GOAL 1:
According to the excerpt on the Hough-Powell device, how many photographs record each Bubble Chamber event?

## start SOURCE EXCERPT

The Bubble Chamber photographs will be scanned by a Hough-Powell device which will be connected on-line to Atlas. The attachment will be via the V-store in the same way as a conventional slow peripheral device.
Each event in the Bubble Chamber is recorded on three separate photographs (or views) so that a three dimensional geometrical reconstruction of the event can be obtained. Only one film can be scanned by the HPD at a time, and collation of the separate views must therefore be achieved in the computer.
The HPD can be operated at a slow speed with a scan time of approximately 7.5 ms. or at high speed with a scan time of approximately 2ms. Both speeds would be acceptable to Atlas. The slow HPD will allow part of the filtering programme to reside normally on the drums, whereas the fast HPD will probably require part of the filtering programme to be kept permanently in the core store. This fact must be borne in mind when comparing storage requirements.
Against this, the total storage requirement would be approximately 6,000 words in each case and must be occupied throughout the time the HPD is attached to Atlas. This period is approximately three times as long when the slow HPD is used.
The period for which magnetic tape units must be reserved is similarly increased.
It has also been suggested that it would be possible to produce a rough filtering by means of a gate which uses an Atlas half word as a mask. This would mean that two thirds of the data was discarded even before it reached the HPD buffer.
The operations which have to be carried out on data produced from the HPD are:-
- Input to the computer via a 128 word buffer.
- Final Gating and Filtering. Filtering is necessary to obtain the best tracks from the recorded points on the photographs.
- A geometrical three dimensional reconstruction of the events.
- Analysis of the kinematics of the event and hypothesis testing.
- Output to a line printer and library magnetic tape.
2. Input and Gating
The HPD scans the photographs producing an average of 30 digitizings per line of scan. These digitizings are fed into a 128 word buffer, which is part of the HPD itself. Where external gating is used, only those digitizings which pass through the gate will be stored in the buffer. The buffer can be considered as divided into two 64 word blocks. When one block is full, output from the HPD is fed into the other block, and the full block is emptied into Atlas.
Input from the buffer store to Atlas is achieved using an interrupt routine which will form part of the Supervisor system. The suggested mechanism is as follows:-
The final gating and filtering programme will be treated as a normal object programme. When it requires further digitizings it calls for a new block by entering the Supervisor by means of a special extracode function. The main gating/filtering programme is then halted until a block of input is made available to it. (This process is very much like calling for a magnetic tape transfer.) The interrupt routine which deals with the HPD will simply fill a block of the core store with digitizings direct from the HPD buffer. The speed of the buffer store must be sufficient to cope simultaneously with the rate at which the scanner generates digitizings and with the interrupt routine.
Number of 24-bit words per view on input to Atlas (without rough gating) = 75,000
Number of 24-bit words per view (with rough gating) = say, 25,000
One view will take about 20 seconds to scan and wind on, at the slow scanning rate (7.5 ms. per scan line) or about 7 seconds at the fast scanning rate (2 ms. per scan line).

## end SOURCE EXCERPT

GOAL 2:
Reproduce the listing below line for line, without any changes, but leave out the picture.

## start RECORDS SUPPLIED

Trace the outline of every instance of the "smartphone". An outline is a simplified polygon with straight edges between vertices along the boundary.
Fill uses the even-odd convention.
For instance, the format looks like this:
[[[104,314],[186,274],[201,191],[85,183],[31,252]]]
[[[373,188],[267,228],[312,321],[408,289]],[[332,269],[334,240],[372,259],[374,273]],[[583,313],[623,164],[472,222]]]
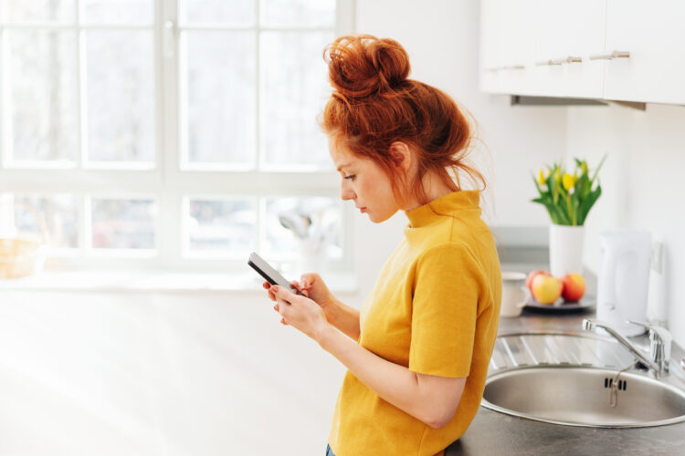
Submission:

## end RECORDS SUPPLIED

WRITTEN SOLUTION 1:
Three separate photographs, or views.

WRITTEN SOLUTION 2:
Trace the outline of every instance of the "smartphone". An outline is a simplified polygon with straight edges between vertices along the boundary.
Fill uses the even-odd convention.
For instance, the format looks like this:
[[[104,314],[186,274],[201,191],[85,183],[31,252]]]
[[[373,188],[267,228],[312,321],[408,289]],[[332,269],[334,240],[372,259],[374,273]],[[583,313],[623,164],[472,222]]]
Submission:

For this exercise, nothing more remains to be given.